_Data provided_
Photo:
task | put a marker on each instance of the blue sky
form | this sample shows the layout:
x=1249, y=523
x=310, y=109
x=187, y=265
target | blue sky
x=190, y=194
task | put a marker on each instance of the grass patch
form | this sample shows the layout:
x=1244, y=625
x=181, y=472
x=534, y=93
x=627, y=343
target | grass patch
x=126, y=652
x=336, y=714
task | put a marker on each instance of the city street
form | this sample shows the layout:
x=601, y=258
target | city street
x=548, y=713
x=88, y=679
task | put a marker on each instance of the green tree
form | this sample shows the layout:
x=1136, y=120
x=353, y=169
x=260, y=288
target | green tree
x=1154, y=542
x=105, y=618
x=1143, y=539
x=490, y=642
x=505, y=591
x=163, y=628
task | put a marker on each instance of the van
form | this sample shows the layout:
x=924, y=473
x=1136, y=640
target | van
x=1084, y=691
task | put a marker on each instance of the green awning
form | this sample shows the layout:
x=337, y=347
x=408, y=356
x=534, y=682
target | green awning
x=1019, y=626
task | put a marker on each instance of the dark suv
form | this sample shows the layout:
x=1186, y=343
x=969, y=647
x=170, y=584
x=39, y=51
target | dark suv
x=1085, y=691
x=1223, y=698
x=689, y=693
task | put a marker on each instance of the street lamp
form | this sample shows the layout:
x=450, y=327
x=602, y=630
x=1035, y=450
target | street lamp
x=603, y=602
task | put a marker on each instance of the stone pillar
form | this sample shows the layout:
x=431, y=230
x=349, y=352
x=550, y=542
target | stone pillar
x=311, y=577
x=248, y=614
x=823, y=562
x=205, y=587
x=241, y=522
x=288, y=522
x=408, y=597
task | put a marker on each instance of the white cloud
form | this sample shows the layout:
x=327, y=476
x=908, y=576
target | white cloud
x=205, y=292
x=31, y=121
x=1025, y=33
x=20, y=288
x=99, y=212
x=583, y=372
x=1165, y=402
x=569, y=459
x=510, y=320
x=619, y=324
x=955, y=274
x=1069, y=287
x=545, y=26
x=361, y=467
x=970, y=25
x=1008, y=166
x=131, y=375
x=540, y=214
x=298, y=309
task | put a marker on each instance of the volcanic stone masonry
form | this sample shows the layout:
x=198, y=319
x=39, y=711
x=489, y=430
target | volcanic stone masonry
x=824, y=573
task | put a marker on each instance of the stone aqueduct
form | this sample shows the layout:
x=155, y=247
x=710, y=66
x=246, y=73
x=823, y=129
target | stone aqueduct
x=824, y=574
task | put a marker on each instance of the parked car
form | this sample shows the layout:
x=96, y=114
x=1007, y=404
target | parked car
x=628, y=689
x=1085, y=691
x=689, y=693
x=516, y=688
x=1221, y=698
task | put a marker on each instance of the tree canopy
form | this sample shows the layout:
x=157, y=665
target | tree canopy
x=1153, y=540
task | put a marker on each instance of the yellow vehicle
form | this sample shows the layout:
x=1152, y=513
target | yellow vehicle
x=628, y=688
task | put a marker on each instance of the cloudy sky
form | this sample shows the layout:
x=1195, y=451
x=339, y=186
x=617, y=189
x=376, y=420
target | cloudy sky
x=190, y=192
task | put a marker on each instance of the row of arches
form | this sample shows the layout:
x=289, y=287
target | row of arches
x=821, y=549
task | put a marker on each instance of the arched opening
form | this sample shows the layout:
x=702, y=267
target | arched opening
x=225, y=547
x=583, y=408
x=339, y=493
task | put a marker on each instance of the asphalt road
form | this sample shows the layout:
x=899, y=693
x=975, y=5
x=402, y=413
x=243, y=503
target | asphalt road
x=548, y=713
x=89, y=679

_Requirement_
Extract from the records above the lines from the one containing "x=353, y=169" to the one containing "task | put a marker on each instance of the yellow", both lines included, exactly as they appear and with nothing else.

_Result of the exercise_
x=353, y=169
x=260, y=288
target | green tree
x=1154, y=542
x=105, y=618
x=1143, y=539
x=490, y=642
x=505, y=591
x=163, y=628
task | put a marker on each instance of the van
form | this sample shows the layout:
x=924, y=473
x=1136, y=640
target | van
x=1084, y=691
task | put a marker on each instance of the green awning
form | this sample shows the layout:
x=337, y=347
x=408, y=356
x=534, y=682
target | green awning
x=1019, y=626
task | put a marker on each instance of the dark suv
form | this sample shows the layout:
x=1186, y=343
x=969, y=647
x=170, y=584
x=39, y=51
target | dark suv
x=1085, y=691
x=1223, y=698
x=689, y=693
task | put a marker on each instance of the street lamp
form | this sample shows the layout:
x=450, y=327
x=602, y=630
x=1035, y=450
target | street lamp
x=603, y=602
task | put a marker on each instance of the stone pillar
form | this sample shows the layout:
x=431, y=230
x=349, y=352
x=550, y=542
target | stone pillar
x=311, y=577
x=248, y=614
x=823, y=562
x=205, y=587
x=241, y=522
x=288, y=522
x=408, y=597
task | put a marker on each instance of the white cloud
form | this sample shows the layout:
x=327, y=476
x=908, y=576
target | white cloud
x=205, y=292
x=31, y=121
x=1025, y=33
x=20, y=288
x=99, y=212
x=583, y=372
x=1165, y=402
x=569, y=459
x=510, y=320
x=619, y=324
x=955, y=274
x=1069, y=287
x=545, y=26
x=361, y=467
x=970, y=25
x=1008, y=166
x=131, y=375
x=540, y=214
x=298, y=309
task | put a marker on each instance of the volcanic stone masonry
form | this sample shows the layout:
x=198, y=319
x=39, y=711
x=489, y=430
target | volcanic stone masonry
x=824, y=573
task | put a marker on each instance of the stone aqueduct
form | this sample shows the layout:
x=155, y=247
x=710, y=66
x=246, y=73
x=823, y=129
target | stone aqueduct
x=824, y=574
task | put a marker on each instance of the parked car
form | this sample shows the layout:
x=96, y=114
x=1007, y=404
target | parked car
x=628, y=689
x=1085, y=691
x=689, y=693
x=516, y=688
x=1221, y=698
task | put a marker on each instance of the tree canopy
form | this sample shows the layout:
x=157, y=665
target | tree canopy
x=1153, y=540
task | put a marker on each instance of the yellow vehicle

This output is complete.